DIRECTIONS:
(A) In the newsletter article on prison-to-hospital transfers, which prison was the patient moved from, and to which hospital?
(B) Using the newsletter article on prison-to-hospital transfers, explain why the judge held the transfer lawful even though Dr B had not applied the new statutory criteria.

The Weightmans website would like to use cookies to store information on your computer to improve our website. To find out more about the cookies we use and how to delete them, see our privacy policy.

Newsletters

Mental Health - July 2010

Transfer responsibility

Where a mental health patient is transferred from prison to hospital, there can be problems if out-of-date forms are used

A recent High Court case concerned the transfer of a patient from HMP Frankland to Rampton Hospital (R (SP) v Secretary of State for Justice, 12 February 2010). The transfer was made under section 47 of the Mental Health Act 1983 (MHA), and it had the same effect as a hospital order made under that Act.

The patient in question had been sentenced to seven years’ imprisonment, and he was considered both dangerous and to be suffering from mental disorder within the meaning of the MHA. Any hospital transfer would be at the direction of the Secretary of State, and he would have to be provided with reports from at least two registered medical practitioners, stating that the prisoner suffered from a mental disorder, that the disorder was of a nature or degree that made it appropriate for him to be detained in hospital for medical treatment, and that appropriate medical treatment was available for him. This last requirement proved to be troublesome.

When the Secretary of State made the ‘transfer direction’, he relied upon reports provided by Dr A, who used a new form that reflected amendments to section 47 made in 2008, and by Dr B, who used an old form that reflected the un-amended provision.  The significant difference lies in Section 47(1)(c). The old form deals with the question of ‘treatability’ and asks whether medical treatment “is likely to alleviate or prevent a deterioration of” the patient’s condition.  The new form, however, asks whether “appropriate medical treatment is available for him”.

It was accepted that when filling in the new form, Dr A had applied the appropriate test.  The patient argued, however, that Dr B had failed to do that, because, when using the old form, she had neither considered the availability of appropriate treatment nor provided any reasons why the proposed treatment was appropriate. 

Giving judgment, Burnett J said that when a transfer direction is challenged, two questions must be considered: did the decision-maker actually apply her mind to the statutory criteria and was there sufficient material before her to sustain the conclusion? 

The judge was clear that Dr B had not applied her mind to the new statutory criteria.  But he nevertheless found that the reports of the two doctors did provide a sound foundation for the conclusion that ‘appropriate medical treatment' was ‘available’ for the patient. Dr B had recommended treatment in a special hospital because, she said on the form, she thought such treatment was likely to alleviate or prevent deterioration of the patient’s condition.  He needed to go to a unit that could provide treatment for a dangerous and severe personality disorder, and outside the prison system, such treatment was only available at Rampton Hospital. In those circumstances, the judge said it was implicit in the information provided by Dr B that she believed the treatment was available at Rampton. The patient’s transfer would therefore be lawful.

The, no doubt inadvertent, use of an old form caused confusion in this case and gave the patient an opportunity to challenge a transfer that most seem to have accepted was clinically appropriate. The changed wording of the new form reflects changes made by the Mental Health Act 2007. It should be borne in mind that those changes were fundamental (as well as controversial) and, as this case perhaps makes plain, affected rather more than the mere surface of the Act.

EXCERPTED RECORDS:
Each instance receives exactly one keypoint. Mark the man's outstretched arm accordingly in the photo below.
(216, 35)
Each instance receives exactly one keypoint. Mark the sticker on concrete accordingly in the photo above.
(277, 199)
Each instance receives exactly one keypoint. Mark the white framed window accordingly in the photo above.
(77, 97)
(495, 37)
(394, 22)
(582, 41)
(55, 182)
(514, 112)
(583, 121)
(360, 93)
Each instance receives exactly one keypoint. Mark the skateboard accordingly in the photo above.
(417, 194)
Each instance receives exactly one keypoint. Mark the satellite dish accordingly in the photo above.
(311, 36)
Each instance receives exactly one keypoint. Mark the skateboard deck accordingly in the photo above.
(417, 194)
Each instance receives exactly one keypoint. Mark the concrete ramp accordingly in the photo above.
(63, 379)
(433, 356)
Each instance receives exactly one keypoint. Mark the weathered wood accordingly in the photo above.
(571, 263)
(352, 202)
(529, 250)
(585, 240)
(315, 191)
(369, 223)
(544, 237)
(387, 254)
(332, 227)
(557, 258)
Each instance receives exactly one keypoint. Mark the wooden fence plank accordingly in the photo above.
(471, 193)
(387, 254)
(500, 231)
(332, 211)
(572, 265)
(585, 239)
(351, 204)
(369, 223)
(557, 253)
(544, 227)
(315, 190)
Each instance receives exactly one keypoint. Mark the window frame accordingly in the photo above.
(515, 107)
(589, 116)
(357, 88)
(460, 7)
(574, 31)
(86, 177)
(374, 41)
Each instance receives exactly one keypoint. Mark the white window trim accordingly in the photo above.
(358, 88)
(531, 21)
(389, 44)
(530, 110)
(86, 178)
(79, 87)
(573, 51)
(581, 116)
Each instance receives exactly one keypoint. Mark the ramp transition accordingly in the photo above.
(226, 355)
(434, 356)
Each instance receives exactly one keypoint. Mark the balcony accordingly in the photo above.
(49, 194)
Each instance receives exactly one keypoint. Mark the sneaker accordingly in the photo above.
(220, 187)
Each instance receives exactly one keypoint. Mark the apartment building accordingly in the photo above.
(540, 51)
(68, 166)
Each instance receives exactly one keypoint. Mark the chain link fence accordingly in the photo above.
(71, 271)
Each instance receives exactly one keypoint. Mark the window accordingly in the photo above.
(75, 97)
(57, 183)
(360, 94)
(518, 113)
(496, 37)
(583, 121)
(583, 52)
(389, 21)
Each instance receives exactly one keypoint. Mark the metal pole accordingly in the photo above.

SOLVED TASKS:
(A) The patient was moved from HMP Frankland to Rampton Hospital.

(B) Dr B recommended treatment in a special hospital because she thought it was likely to alleviate or prevent deterioration of the patient's condition. The patient needed treatment for a dangerous and severe personality disorder, which outside the prison system was only available at Rampton Hospital. The judge therefore held that her information implied she believed appropriate treatment was available there, so the two reports together supported the transfer.